-- Input follows --

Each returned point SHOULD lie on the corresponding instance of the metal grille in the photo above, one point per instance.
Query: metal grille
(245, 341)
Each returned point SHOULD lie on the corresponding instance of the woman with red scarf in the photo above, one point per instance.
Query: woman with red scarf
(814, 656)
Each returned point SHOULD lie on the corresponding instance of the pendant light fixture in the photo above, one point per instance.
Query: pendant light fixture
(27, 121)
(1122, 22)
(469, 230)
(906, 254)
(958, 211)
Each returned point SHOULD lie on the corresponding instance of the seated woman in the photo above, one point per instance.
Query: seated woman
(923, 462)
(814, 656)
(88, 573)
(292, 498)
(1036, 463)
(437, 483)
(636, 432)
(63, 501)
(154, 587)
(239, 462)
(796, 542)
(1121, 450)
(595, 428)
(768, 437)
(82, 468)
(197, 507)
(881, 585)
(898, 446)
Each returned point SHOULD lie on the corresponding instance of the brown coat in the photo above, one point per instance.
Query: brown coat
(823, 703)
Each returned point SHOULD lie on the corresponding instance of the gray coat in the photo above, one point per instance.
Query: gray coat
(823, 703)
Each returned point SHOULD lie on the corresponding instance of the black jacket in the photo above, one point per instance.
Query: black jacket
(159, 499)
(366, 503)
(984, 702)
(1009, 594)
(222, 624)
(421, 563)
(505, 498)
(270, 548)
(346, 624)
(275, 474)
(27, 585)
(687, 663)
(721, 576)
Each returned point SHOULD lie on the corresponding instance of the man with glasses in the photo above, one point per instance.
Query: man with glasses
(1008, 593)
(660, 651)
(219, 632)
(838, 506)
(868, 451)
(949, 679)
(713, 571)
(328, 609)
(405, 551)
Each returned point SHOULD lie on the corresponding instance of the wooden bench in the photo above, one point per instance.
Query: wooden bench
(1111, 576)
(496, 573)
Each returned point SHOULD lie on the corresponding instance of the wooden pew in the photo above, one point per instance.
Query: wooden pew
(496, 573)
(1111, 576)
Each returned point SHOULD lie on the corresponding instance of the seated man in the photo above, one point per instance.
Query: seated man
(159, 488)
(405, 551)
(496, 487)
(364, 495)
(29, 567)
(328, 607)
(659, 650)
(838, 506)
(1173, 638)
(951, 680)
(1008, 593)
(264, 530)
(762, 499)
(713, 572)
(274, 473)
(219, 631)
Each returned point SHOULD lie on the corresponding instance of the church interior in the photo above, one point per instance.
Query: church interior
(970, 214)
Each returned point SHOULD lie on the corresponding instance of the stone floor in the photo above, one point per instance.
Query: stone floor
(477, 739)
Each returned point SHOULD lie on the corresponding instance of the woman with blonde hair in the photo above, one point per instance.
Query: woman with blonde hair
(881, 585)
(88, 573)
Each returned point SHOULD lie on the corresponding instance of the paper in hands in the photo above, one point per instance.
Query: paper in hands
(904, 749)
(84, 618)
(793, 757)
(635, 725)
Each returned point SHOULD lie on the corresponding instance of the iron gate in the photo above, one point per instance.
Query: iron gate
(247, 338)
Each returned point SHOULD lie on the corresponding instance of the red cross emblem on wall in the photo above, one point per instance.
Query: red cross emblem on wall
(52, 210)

-- Input concluded --

**Task goal:** The expected output is an exact copy of all the records above.

**Written answer:**
Each returned point SHOULD lie on the corresponding instance of the metal grille in the photo above, one point per instance.
Query: metal grille
(245, 341)
Each returned point SHOULD lie on the corresponding instance of the woman with red scarf in the photo above, one point per instance.
Query: woman with red scarf
(814, 656)
Each returned point SHOULD lie on the corresponding instance of the pendant light fixture in the photo above, one point per instance.
Query: pendant light fixture
(27, 121)
(1122, 22)
(469, 230)
(906, 254)
(958, 211)
Each returned point SHOULD lie on the corresponding instance of the seated woman in the photo above, one point per instance.
Query: seated woman
(923, 462)
(814, 656)
(88, 573)
(292, 498)
(1036, 463)
(437, 483)
(636, 432)
(63, 501)
(154, 587)
(239, 462)
(796, 542)
(1121, 450)
(595, 428)
(768, 437)
(82, 468)
(197, 507)
(881, 585)
(898, 446)
Each returned point SHOULD lie on the corresponding instance of the brown coat in the photo above, one point per instance.
Query: brown coat
(823, 703)
Each returned point SHOULD lie on the corresponding instance of the gray coat in the photo above, one point per instance.
Query: gray coat
(823, 703)
Each returned point SHOULD lie on the corresponding instance of the black jacket in the photo above, one point per instance.
Query: black jacket
(159, 499)
(366, 503)
(984, 702)
(1009, 594)
(222, 624)
(421, 563)
(505, 498)
(270, 548)
(346, 624)
(275, 474)
(27, 585)
(687, 663)
(721, 576)
Each returned point SHOULD lie on the corresponding instance of the man with glasses in the photo above, one point per instance.
Query: man with glasses
(1008, 593)
(660, 651)
(219, 632)
(838, 506)
(868, 451)
(949, 679)
(713, 571)
(328, 609)
(405, 551)
Each returned point SHOULD lie on the corresponding instance of the wooden bench in the photo above, one point per instance.
Query: wooden bench
(1111, 576)
(496, 573)
Each returned point SHOULD lie on the corresponding instance of the wooden pew in the photo above, one point per instance.
Query: wooden pew
(496, 573)
(1111, 576)
Each returned point SHOULD lie on the corresponding instance of the seated man in the photo above, one point per instance.
Query: seated man
(159, 488)
(405, 551)
(496, 487)
(364, 495)
(29, 567)
(328, 607)
(659, 650)
(838, 506)
(1173, 638)
(951, 680)
(1008, 593)
(264, 530)
(762, 499)
(713, 572)
(274, 473)
(219, 631)
Each returned point SHOULD lie on the corresponding instance of the church interior in the photo above, one point per instance.
Query: church interior
(970, 214)
Each returned point SHOULD lie on the corresponding instance of the stone floor in the photo above, one point per instance.
Query: stone floor
(477, 739)
Each returned point SHOULD lie on the corresponding instance of the woman with blonde hair in the photo above, one point per instance.
Query: woman with blonde hair
(881, 585)
(88, 573)
Each returned point SHOULD lie on the corresponding instance of the paper in hands in the photo above, one point per instance.
Query: paper in hands
(904, 749)
(84, 618)
(793, 757)
(635, 725)
Each returned point SHOULD lie on the corresponding instance of the iron gate in the photo above, one point per instance.
Query: iron gate
(247, 338)
Each returned point SHOULD lie on the corresponding instance of the red cross emblem on wall in the photo above, one point per instance.
Query: red cross emblem on wall
(52, 210)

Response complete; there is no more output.